Exercise details. Quote every line of the material beneath this one.

Material for this task.

--------

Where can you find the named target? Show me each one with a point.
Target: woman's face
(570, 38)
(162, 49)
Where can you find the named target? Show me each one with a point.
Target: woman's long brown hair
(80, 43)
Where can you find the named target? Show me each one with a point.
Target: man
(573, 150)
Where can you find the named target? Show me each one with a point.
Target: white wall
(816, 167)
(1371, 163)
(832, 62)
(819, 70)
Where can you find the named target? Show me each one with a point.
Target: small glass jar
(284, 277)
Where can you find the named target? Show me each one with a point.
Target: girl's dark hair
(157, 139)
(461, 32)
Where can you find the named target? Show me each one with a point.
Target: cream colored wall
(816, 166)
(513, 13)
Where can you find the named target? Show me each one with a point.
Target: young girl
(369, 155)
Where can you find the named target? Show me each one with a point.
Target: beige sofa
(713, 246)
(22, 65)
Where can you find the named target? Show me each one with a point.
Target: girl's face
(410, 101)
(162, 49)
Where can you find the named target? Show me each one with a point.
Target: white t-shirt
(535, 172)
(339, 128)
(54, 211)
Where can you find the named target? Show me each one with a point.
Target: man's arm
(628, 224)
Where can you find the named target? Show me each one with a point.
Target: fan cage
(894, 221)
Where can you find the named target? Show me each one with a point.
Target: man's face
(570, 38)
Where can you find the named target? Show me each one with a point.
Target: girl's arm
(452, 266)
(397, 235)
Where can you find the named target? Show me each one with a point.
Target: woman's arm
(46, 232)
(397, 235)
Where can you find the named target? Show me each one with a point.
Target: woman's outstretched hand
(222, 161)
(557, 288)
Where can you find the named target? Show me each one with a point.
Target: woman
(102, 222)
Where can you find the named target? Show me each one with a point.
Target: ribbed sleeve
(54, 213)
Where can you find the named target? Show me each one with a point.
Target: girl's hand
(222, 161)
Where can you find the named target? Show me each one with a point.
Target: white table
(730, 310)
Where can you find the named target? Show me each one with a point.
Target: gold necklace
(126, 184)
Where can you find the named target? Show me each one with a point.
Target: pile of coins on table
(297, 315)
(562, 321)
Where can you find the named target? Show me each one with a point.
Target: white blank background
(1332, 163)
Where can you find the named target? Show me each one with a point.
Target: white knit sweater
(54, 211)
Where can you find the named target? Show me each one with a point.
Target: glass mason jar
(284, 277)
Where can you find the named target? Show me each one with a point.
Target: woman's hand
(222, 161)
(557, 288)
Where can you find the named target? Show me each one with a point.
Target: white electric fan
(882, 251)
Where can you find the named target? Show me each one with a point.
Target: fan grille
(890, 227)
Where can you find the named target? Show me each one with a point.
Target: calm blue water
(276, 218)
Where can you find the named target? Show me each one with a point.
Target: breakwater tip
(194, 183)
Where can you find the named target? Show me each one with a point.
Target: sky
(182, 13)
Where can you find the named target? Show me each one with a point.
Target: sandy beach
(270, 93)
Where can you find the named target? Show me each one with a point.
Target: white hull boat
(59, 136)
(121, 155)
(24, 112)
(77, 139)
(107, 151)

--------

Expected answer.
Where can you find the named target? Show me each one with a point.
Target: woman's face
(570, 38)
(162, 49)
Where can you find the named target? Show me each one with a point.
Target: woman's long brown hair
(80, 43)
Where can you find the named target? Show me each one with a point.
Target: man
(573, 150)
Where can you find the named target? Show me each one with a point.
Target: white wall
(816, 167)
(1371, 163)
(832, 62)
(819, 70)
Where can you find the named target? Show me each one with a point.
Target: small glass jar
(284, 277)
Where can you find the named target? Show me each one with a point.
Target: girl's dark hair
(157, 139)
(461, 32)
Where can you find the named target? Show me each one with a point.
Target: cream colored wall
(816, 166)
(513, 13)
Where can you find the named target? Show me each one with a point.
Target: young girl
(369, 155)
Where can you find the named target? Show me each one with a point.
Target: beige sofa
(713, 246)
(22, 65)
Where can you find the named target? Show me each one with a point.
Target: girl's face
(410, 101)
(162, 49)
Where can you find the named target? Show me each one with a point.
Target: white t-shirt
(535, 172)
(339, 128)
(54, 211)
Where can you find the named target? Show me each one with a point.
Target: man's arm
(628, 224)
Where can you find the named target? Show me each one with a point.
Target: fan cage
(894, 221)
Where can you find the named target? Show me each one with a point.
Target: man's face
(570, 38)
Where can you find the named target? Show me each one with a point.
Target: girl's arm
(452, 266)
(397, 235)
Where can you find the named target? Show me each one with a point.
Target: woman's arm
(46, 232)
(397, 235)
Where can you find the named target? Show me each one with a point.
Target: woman's outstretched hand
(222, 161)
(557, 288)
Where can you find the named target? Show me each one with a point.
Target: woman
(102, 222)
Where can you find the named target? Show me each one with a point.
Target: ribbed sleeve
(54, 213)
Where can you find the named target? Show me each one with a point.
Target: girl's hand
(222, 161)
Where can you find the named target? Show me each one with a point.
Target: white table
(730, 310)
Where can you find the named target? Show me each one with a point.
Target: gold necklace
(126, 184)
Where can you find the named target? Show me each one with a point.
Target: pile of coins on table
(297, 315)
(562, 321)
Where can you find the named target? Show me each one with a point.
Target: white blank background
(1332, 163)
Where can you find the named target? Show me each one with a point.
Target: white knit sweater
(54, 211)
Where can you find the named target? Show me each one with a point.
Target: glass mason jar
(284, 277)
Where can you find the named target? Show me each one with a point.
Target: woman's hand
(222, 161)
(557, 288)
Where can you find the named target? Show me each one with a point.
Target: white electric fan
(882, 251)
Where can you find the named target? Show me each one with a point.
Target: fan grille
(890, 227)
Where can you find the named target? Show me each one with a point.
Target: calm blue water
(276, 218)
Where can you find the named target? Show me each one with a point.
Target: breakwater tip
(194, 183)
Where can you find the named target? Show me each one with a point.
Target: sky
(182, 13)
Where can you find the named target? Show me each one with a point.
Target: sandy beach
(270, 93)
Where can you find the named target? Show me each one with a point.
Target: white hull boat
(59, 136)
(121, 155)
(24, 112)
(77, 139)
(107, 151)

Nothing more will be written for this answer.